Just minutes after they set out, his parents telephone Krishna Kurup about their son's scheme. Various mishaps on the way end up with Madhavan deciding to visit as himself. Unaware of the change in plan, Krishna Kurup and his wife Thanakam treat Shambhu as the prospective groom and Madhavan as the driver. They dote over Shambhu, ignoring Madhavan, who is unaware of the impression that Kurup and his wife are under. The situation gets tougher for Madhavan due to his eccentric behavior towards the Kurup family. Shobha, who also mistakes Shambhu for the prospective fiancé, falls in love with him.

### SOURCE MATERIAL
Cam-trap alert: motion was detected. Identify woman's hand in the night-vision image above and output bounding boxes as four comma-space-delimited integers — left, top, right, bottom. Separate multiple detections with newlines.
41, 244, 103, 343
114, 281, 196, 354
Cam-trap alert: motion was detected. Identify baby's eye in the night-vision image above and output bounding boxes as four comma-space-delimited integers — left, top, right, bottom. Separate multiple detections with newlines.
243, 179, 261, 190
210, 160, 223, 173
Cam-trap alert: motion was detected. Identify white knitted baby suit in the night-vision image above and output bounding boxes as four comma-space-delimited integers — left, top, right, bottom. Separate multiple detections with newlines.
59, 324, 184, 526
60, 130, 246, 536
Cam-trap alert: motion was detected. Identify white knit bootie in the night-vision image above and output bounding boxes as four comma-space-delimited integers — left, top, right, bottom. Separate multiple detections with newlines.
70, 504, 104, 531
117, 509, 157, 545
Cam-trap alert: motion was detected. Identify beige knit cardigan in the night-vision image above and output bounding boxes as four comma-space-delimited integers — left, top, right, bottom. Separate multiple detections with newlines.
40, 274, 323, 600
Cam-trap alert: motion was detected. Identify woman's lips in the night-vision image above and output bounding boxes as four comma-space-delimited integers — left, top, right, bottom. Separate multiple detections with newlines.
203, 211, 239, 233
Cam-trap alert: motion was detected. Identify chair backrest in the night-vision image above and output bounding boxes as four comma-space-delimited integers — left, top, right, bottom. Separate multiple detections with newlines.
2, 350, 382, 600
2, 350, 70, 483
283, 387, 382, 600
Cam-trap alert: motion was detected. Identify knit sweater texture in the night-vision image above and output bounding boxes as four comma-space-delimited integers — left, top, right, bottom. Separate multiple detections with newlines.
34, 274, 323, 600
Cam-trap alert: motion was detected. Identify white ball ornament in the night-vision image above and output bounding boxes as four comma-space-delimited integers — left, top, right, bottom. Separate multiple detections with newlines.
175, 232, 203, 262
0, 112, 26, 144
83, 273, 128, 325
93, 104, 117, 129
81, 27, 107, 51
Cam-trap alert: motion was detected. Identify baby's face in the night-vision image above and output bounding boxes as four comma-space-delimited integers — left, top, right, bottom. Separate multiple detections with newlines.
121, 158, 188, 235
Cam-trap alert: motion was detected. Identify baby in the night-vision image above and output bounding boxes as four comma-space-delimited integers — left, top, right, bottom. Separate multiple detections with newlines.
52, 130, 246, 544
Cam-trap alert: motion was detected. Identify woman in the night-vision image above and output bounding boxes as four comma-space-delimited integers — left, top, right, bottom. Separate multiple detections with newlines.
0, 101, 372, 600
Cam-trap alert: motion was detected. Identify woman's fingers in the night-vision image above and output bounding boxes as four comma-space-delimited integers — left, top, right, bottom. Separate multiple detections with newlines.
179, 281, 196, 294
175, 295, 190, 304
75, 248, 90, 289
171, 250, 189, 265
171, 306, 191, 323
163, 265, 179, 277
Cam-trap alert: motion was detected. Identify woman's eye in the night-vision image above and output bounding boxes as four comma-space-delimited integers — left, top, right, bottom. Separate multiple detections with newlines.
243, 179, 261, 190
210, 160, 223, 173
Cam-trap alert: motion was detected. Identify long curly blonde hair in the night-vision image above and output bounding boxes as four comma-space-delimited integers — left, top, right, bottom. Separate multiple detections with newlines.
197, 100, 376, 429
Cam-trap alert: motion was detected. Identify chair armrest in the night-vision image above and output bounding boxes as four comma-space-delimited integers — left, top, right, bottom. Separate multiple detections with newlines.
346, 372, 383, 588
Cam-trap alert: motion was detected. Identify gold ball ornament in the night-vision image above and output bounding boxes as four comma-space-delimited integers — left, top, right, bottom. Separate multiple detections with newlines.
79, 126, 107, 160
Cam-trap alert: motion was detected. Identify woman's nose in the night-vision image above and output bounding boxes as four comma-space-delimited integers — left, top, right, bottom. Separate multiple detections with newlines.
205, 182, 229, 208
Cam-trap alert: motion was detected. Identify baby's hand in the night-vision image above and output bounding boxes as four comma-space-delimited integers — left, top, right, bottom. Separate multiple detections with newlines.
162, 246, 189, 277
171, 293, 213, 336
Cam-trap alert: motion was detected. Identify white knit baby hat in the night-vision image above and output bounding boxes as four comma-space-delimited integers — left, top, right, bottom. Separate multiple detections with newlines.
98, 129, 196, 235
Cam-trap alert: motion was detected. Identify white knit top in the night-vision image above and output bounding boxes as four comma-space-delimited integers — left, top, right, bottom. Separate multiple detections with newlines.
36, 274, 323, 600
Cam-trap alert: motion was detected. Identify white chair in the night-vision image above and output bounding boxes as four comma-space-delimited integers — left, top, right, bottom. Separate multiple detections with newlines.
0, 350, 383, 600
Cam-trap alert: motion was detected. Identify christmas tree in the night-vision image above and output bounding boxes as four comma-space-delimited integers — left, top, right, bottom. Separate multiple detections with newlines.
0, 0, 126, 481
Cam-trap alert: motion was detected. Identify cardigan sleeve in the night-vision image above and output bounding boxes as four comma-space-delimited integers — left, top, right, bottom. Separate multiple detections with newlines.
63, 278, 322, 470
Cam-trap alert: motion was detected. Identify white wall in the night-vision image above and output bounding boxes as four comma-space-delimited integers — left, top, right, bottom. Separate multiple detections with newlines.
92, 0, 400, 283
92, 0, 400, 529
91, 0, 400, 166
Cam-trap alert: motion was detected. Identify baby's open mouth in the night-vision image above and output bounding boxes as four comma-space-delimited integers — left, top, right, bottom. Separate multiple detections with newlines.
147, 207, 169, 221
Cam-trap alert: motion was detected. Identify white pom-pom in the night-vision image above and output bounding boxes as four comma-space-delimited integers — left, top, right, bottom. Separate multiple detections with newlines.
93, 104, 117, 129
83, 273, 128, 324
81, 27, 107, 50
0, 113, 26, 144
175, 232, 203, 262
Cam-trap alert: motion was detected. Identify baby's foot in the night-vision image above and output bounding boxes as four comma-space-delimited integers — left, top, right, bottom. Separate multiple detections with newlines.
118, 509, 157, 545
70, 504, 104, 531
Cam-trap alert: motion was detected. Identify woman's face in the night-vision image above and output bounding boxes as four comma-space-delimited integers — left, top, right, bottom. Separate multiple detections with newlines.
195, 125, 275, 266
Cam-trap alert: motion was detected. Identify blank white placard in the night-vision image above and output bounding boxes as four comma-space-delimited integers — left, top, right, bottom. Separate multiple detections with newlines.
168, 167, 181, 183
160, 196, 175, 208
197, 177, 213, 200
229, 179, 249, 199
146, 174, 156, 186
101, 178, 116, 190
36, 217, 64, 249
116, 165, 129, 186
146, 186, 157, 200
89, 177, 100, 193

### USING THE INFORMATION
1. Rewrite the stretch of the plot summary from "Just minutes after" through "love with him.", replacing "driver" with "chauffeur".
2. Explain why Krishna Kurup and Thanakam treat Shambhu as the prospective groom, using the reason the plot summary gives.
The listing has no connection to the plot summary.

### TASK-BY-TASK SOLUTIONS
1.
Just minutes after they set out, his parents telephone Krishna Kurup about their son's scheme. Various mishaps on the way end up with Madhavan deciding to visit as himself. Unaware of the change in plan, Krishna Kurup and his wife Thanakam treat Shambhu as the prospective groom and Madhavan as the chauffeur. They dote over Shambhu, ignoring Madhavan, who is unaware of the impression that Kurup and his wife are under. The situation gets tougher for Madhavan due to his eccentric behavior towards the Kurup family. Shobha, who also mistakes Shambhu for the prospective fiancé, falls in love with him.

2. They do not know about the change in plan. After various mishaps on the way, Madhavan decided to visit as himself. Krishna Kurup and Thanakam are unaware of this, so they take Shambhu for the prospective groom and Madhavan for the driver.